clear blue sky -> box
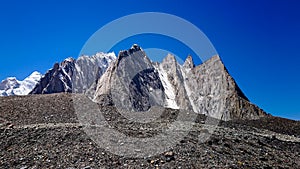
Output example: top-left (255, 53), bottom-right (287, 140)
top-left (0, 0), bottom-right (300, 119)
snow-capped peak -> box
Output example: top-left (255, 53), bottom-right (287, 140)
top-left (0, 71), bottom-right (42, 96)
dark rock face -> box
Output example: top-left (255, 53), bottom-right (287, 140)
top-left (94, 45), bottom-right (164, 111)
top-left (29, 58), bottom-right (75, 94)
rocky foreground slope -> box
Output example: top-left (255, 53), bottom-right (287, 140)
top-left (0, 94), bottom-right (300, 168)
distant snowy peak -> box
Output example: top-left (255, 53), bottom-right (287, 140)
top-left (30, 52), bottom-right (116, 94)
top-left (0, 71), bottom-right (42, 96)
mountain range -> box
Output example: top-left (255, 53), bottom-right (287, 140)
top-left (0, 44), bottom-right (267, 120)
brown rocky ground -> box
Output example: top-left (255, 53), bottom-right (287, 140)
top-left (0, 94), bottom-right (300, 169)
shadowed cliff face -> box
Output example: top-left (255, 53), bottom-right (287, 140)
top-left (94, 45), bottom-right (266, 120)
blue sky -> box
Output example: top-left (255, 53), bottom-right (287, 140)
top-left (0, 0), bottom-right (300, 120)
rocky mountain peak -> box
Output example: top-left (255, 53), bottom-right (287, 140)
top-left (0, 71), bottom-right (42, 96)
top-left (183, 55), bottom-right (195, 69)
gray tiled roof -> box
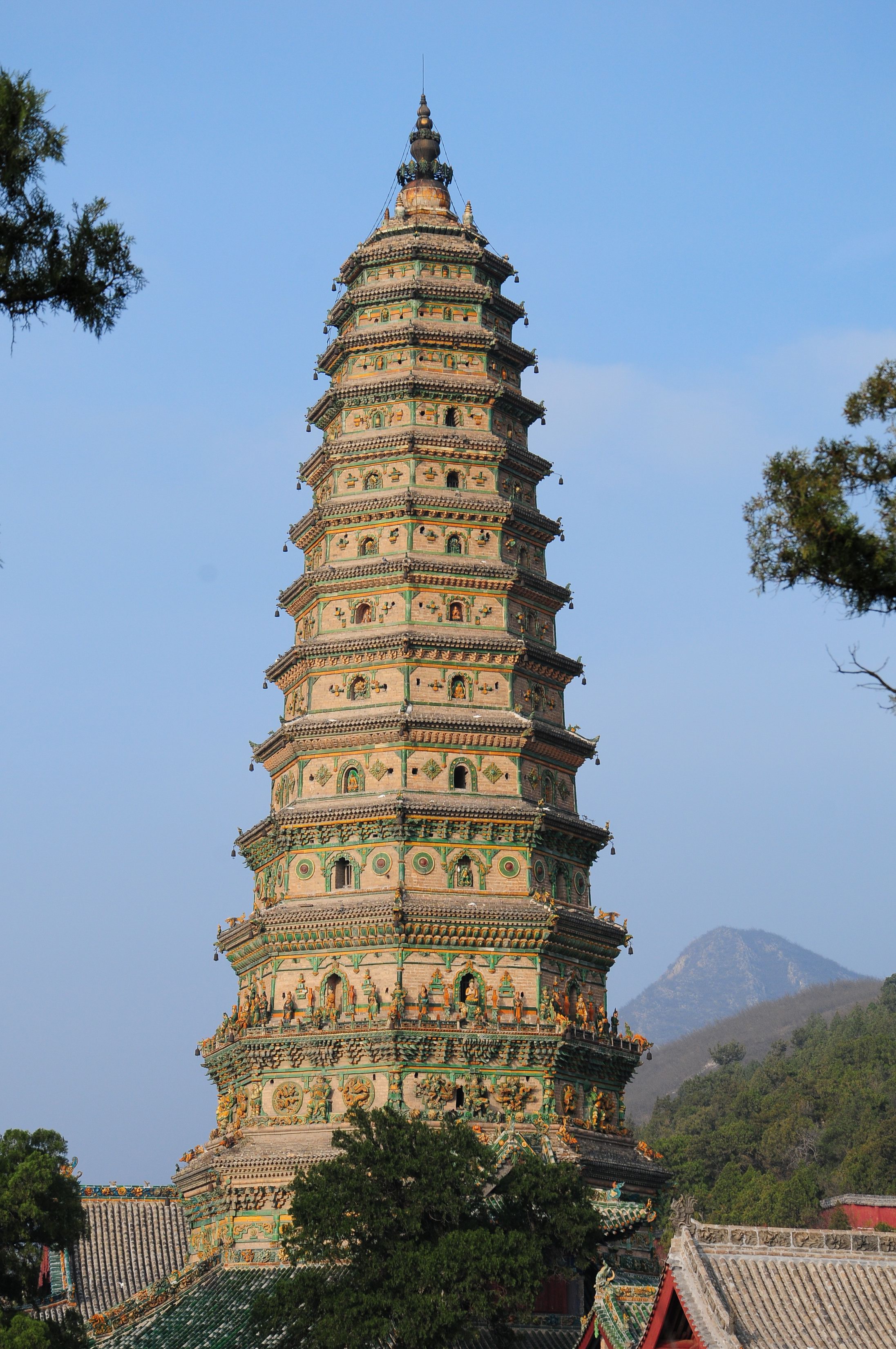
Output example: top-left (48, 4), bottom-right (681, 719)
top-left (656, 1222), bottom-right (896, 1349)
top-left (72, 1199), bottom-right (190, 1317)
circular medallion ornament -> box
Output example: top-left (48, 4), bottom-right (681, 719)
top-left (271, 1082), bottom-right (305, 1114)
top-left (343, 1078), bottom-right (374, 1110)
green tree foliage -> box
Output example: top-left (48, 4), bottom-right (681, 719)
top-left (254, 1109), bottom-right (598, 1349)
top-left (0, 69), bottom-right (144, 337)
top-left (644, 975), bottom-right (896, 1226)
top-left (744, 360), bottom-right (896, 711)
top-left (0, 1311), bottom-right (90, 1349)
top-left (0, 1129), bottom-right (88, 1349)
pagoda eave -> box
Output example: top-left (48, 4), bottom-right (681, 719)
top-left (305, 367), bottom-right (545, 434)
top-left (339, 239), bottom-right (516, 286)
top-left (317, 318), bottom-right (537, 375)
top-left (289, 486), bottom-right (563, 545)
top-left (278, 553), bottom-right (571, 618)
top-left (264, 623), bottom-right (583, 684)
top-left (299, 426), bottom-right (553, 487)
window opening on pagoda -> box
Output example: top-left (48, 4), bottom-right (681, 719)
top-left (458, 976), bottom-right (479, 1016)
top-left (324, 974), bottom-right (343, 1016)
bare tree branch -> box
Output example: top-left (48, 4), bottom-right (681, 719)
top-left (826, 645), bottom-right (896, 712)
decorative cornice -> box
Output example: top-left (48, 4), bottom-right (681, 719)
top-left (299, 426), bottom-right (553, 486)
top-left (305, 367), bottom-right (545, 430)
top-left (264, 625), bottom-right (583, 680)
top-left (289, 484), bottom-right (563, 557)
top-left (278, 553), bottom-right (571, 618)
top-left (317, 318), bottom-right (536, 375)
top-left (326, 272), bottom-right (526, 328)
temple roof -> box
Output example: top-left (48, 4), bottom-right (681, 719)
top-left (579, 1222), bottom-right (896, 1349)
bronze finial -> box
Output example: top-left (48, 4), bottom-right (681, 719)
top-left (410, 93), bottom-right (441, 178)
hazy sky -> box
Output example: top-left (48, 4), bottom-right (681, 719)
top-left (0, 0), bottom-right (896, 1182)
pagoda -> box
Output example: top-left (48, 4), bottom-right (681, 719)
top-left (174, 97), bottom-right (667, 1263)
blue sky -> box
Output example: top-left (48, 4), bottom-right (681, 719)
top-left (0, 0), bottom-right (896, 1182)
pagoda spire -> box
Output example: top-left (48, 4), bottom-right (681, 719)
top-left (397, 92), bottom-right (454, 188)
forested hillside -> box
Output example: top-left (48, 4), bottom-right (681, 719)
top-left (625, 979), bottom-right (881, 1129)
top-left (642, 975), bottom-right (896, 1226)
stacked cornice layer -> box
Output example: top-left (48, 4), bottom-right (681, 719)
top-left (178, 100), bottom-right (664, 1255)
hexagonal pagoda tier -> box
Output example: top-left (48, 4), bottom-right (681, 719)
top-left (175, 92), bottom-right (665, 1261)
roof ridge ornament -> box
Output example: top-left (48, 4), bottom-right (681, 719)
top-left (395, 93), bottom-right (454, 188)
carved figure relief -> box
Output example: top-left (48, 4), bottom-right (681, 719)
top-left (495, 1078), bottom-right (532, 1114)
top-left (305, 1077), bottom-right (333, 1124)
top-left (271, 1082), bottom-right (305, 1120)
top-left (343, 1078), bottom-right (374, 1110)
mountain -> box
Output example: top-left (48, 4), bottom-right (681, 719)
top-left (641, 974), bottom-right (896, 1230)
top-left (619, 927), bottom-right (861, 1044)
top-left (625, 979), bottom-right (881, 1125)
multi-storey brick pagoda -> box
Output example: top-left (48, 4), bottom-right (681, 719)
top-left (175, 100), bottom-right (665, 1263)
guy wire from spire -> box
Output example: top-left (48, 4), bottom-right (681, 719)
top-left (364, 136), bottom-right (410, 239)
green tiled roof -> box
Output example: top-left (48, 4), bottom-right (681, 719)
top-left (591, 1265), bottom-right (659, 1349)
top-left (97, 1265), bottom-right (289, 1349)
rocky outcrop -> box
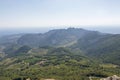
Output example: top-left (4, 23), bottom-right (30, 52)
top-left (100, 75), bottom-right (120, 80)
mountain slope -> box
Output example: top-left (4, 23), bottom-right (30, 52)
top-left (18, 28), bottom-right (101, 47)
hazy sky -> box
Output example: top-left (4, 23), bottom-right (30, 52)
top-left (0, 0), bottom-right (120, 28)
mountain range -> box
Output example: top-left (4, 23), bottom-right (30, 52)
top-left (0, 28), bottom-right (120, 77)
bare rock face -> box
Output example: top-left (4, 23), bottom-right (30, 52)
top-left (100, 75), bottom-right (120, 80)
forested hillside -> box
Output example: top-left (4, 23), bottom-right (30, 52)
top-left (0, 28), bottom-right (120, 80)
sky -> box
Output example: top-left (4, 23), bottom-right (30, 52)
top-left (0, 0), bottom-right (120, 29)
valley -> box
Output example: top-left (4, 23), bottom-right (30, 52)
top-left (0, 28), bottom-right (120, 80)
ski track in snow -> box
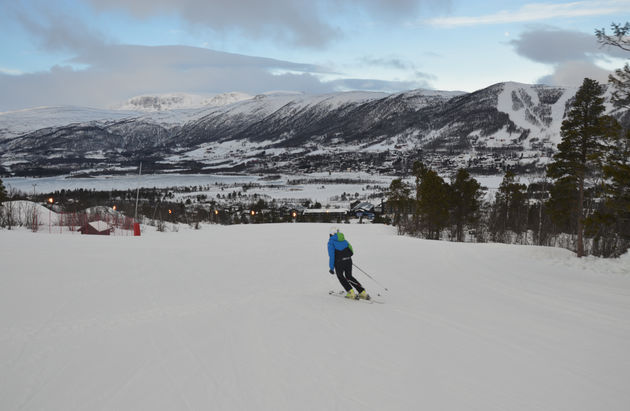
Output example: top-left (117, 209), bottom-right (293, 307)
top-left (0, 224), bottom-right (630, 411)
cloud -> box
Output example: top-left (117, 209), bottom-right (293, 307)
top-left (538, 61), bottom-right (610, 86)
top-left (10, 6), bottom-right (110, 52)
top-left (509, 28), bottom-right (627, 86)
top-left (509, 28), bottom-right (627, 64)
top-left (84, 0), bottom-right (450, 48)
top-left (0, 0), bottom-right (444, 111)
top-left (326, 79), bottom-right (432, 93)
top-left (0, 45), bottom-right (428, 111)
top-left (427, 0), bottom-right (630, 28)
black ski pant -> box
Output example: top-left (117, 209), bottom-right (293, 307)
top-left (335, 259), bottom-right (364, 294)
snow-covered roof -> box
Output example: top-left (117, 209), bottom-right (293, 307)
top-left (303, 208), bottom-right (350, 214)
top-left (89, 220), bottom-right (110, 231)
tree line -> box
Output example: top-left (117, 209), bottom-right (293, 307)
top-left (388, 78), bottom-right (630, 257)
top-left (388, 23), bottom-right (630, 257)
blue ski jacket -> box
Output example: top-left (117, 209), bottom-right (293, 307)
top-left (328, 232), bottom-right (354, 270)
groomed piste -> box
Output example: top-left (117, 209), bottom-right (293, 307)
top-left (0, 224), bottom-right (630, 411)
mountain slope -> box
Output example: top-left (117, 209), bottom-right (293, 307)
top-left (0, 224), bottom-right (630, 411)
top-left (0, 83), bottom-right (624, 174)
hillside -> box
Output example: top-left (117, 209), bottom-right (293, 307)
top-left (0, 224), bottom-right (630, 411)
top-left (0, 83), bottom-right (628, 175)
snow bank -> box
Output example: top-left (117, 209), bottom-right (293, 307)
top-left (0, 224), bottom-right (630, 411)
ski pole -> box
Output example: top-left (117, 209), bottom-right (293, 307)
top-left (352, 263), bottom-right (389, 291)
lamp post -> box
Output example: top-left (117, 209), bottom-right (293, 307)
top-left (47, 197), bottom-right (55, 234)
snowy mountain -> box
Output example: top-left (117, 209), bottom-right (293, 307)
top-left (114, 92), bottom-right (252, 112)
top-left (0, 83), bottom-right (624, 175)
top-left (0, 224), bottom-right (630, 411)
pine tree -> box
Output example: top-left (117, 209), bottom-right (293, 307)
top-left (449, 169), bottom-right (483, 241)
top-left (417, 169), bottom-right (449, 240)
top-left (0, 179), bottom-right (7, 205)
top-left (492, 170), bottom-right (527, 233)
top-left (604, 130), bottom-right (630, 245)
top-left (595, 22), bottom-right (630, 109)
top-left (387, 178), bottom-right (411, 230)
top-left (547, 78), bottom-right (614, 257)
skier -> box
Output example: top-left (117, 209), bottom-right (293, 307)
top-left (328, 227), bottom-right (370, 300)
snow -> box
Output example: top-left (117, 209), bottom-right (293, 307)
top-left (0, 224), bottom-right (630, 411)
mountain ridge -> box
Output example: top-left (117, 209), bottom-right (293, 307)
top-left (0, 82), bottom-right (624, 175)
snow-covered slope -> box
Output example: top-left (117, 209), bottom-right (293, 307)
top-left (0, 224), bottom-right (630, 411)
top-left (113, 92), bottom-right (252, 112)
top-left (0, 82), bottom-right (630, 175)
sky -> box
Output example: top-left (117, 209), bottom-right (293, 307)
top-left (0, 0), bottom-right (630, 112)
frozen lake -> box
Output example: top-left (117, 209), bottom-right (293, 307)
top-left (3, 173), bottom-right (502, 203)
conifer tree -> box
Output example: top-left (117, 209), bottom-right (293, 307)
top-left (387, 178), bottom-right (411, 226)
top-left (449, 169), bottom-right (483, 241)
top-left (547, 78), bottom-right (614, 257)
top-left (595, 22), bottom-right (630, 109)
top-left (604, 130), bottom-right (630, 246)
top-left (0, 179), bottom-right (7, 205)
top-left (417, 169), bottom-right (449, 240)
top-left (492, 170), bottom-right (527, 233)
_ _ _ _ _ _ _
* To do:
List every line of the data above that contains the word "face". Case counts.

* Problem solution:
dark rock face -> box
shadowed cliff face -> box
bare rock face -> box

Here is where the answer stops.